**Data rows**
☆ ☆ ☆

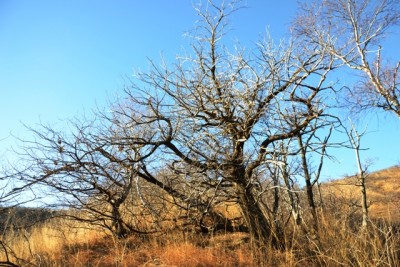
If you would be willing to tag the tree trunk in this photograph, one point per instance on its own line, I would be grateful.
(257, 222)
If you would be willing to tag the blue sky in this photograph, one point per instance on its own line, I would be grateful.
(59, 59)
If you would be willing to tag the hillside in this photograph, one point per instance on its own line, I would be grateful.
(383, 193)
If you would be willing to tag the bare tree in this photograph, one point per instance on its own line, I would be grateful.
(203, 130)
(355, 144)
(220, 112)
(353, 31)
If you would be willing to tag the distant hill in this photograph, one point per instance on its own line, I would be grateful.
(383, 193)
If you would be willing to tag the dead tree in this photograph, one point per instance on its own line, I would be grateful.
(353, 32)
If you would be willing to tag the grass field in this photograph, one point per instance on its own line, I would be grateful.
(59, 242)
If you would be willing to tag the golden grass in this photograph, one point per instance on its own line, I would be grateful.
(338, 243)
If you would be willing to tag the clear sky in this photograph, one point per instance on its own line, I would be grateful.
(59, 59)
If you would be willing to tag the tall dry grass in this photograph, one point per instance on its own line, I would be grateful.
(339, 240)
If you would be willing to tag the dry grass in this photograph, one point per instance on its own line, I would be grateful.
(338, 242)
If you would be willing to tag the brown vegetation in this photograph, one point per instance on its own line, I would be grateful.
(60, 242)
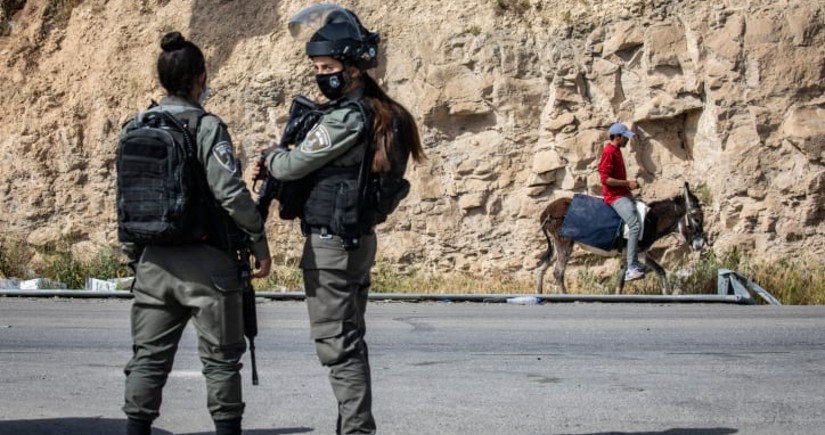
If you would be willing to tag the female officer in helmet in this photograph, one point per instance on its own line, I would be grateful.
(361, 134)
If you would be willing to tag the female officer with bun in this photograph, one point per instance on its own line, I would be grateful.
(198, 279)
(351, 166)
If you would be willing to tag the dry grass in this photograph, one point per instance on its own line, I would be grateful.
(799, 282)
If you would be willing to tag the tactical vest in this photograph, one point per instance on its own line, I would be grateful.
(349, 201)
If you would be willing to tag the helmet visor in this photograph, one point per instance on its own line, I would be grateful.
(304, 24)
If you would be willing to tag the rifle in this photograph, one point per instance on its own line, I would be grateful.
(296, 128)
(250, 315)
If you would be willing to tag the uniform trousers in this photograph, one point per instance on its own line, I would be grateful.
(173, 285)
(337, 284)
(626, 209)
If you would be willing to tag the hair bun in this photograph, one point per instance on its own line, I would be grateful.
(172, 41)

☆ ☆ ☆

Repeat every row with "photograph" replaced by "image" throughout, changing nothing else and leaving out the pictures.

**Solution to this exercise**
If you would be willing to tag the tree trunk in this image, one point per instance on its own line, I would be grateful.
(257, 222)
If you would be willing to tag the blue sky in this image, one point per instance on its own line, I would be grateful.
(59, 59)
If you would be willing to tag the hillside in this image, one point per instance on its own line, I would be grateful.
(383, 193)
If you would be willing to tag the bare tree in this image, one point per instance on its own line, I would be grateful.
(203, 130)
(355, 144)
(220, 112)
(353, 31)
If you would be willing to tag the distant hill in this image, one point per instance on its own line, I would be grateful.
(383, 193)
If you would be willing to tag the dead tree in this image, one point per instance on its own line, I would be grateful.
(353, 32)
If you would be willing to tag the grass field in this image, one point per instance on its own line, I would be grateful.
(59, 242)
If you would be willing to tag the golden grass in this image, one point per instance on its own line, I would be grateful.
(338, 243)
If you would be willing to tag the clear sky in this image, one point per instance on its own line, I would be grateful.
(59, 59)
If you would be willing to tag the tall dry grass in this image, one point per instance on its own line, I would be grateful.
(339, 240)
If you would be willing to tag the dry grass in this image, one point per instance on its own line, I would be grateful.
(338, 242)
If you would be willing to tag the brown vegetation in this image, one point per instance on its own line, I would be grateful.
(60, 242)
If you would be willing to tag the female officer in helmet in this image, one point per instance on its own line, I would be grateful.
(361, 134)
If you would be willing to tag the female officer with bun in this image, one point per instance on its own line, I would be grateful.
(198, 279)
(351, 166)
If you would be willing to tag the dry grass in this image, one point per instance on its own line, I would be grateful.
(799, 282)
If you would be willing to tag the tactical vest in this image, one point per instance on its own line, I would be grateful.
(349, 201)
If you would be willing to tag the helmet visor in this image, one point per instance on its own line, I would be grateful.
(304, 24)
If you would be willing to tag the rifle in this image, one point per instance on its own line, I would be grateful.
(296, 128)
(250, 315)
If you would be willing to tag the uniform trousers in this image, one point per instance on its own line, I would be grateful.
(173, 285)
(337, 284)
(626, 209)
If you would be willing to tag the hair bun in this image, one point per instance on its own line, I would be grateful.
(172, 41)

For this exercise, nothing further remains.